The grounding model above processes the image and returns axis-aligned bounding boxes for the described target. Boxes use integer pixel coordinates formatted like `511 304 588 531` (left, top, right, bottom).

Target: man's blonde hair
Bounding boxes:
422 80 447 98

⁂

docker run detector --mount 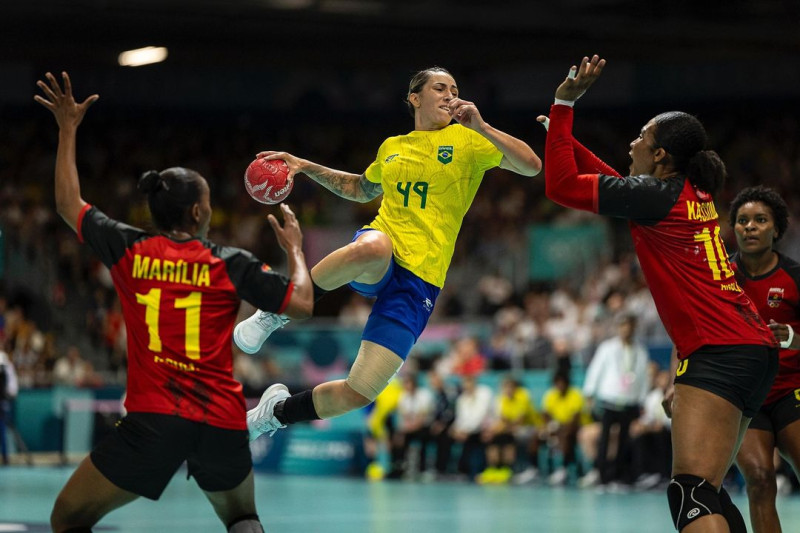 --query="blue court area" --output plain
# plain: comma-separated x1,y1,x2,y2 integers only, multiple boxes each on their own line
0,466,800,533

⁂

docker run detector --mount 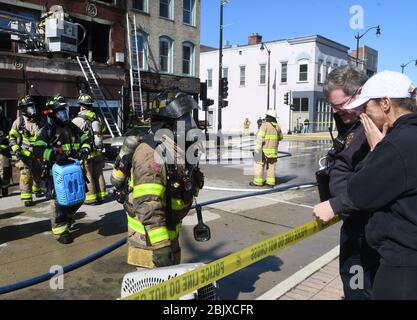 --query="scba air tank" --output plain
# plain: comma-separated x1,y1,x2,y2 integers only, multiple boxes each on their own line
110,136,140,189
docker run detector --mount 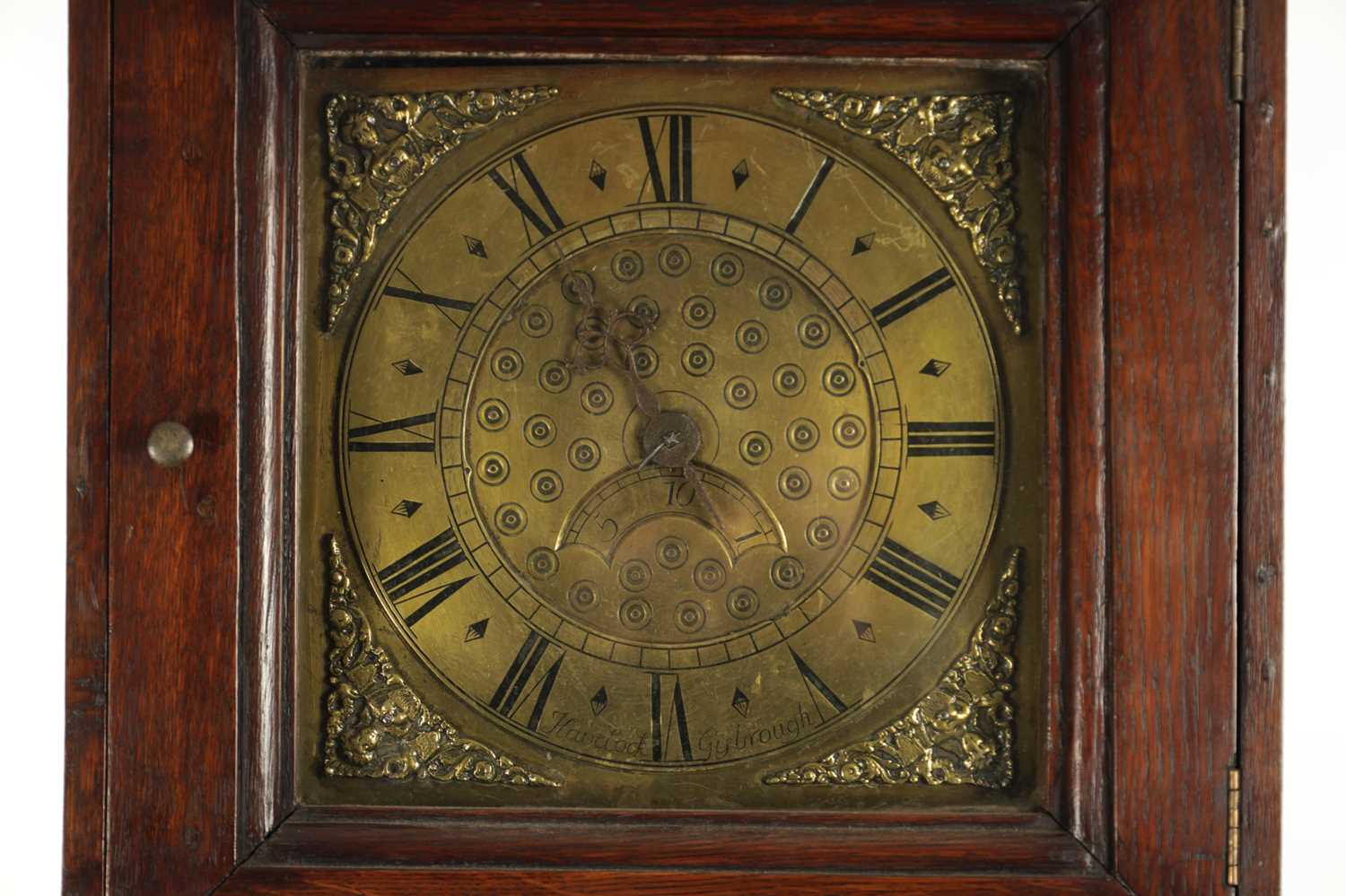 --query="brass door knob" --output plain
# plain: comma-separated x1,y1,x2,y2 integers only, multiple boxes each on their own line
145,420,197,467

⁂

• [Your instructions]: Please copy out again, unchanged, the part of the listing above that opens with the line containing "The grounding model" and closes with the line containing "422 80 447 98", including both of those lines.

• [The result]:
The grounding model above processes the image and returns axis-aligned bounding boxes for the described target. Boxes use integer pixel coordinates formatted like `511 304 588 531` (left, top, right, bottom).

Target: man's blonde hair
Bounding boxes:
422 80 447 98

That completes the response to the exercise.